*Aim of the task*
Format every line of the listing below as a Markdown table with the columns Number and Entry, numbering the rows and skipping blank lines. Leave the pictures out of the table.

*Provided data*
....................
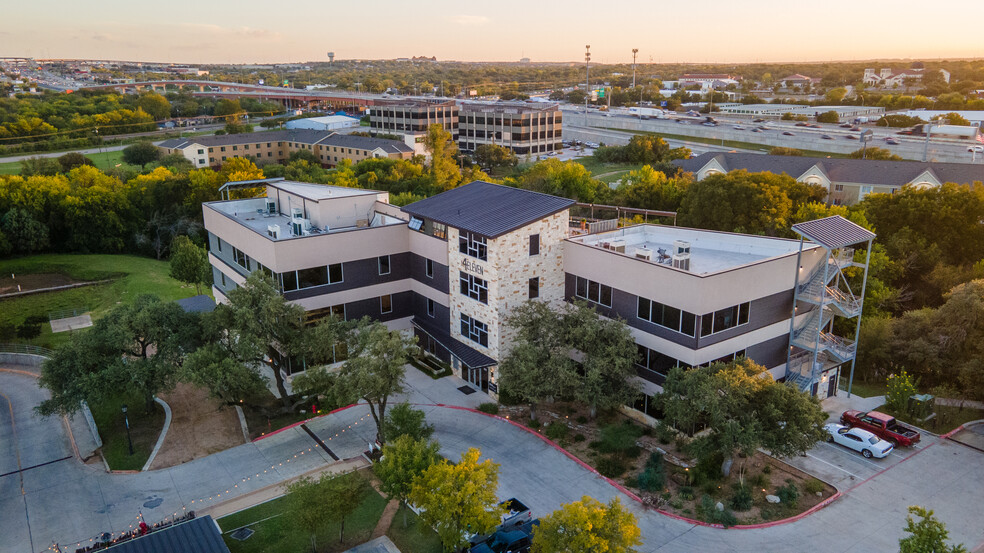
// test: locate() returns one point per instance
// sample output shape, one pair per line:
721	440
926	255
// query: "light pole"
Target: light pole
587	80
126	420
....................
*Full output*
| Number | Entry |
|---|---|
| 1 | // test: locate() returns one point per instance |
| 2 | // sample output shape, one pair per line: |
| 3 | 721	440 |
| 4 | 926	255 |
| 5 | // query: "light pole" |
| 6 | Target: light pole |
| 7 | 587	80 |
| 8 | 126	420 |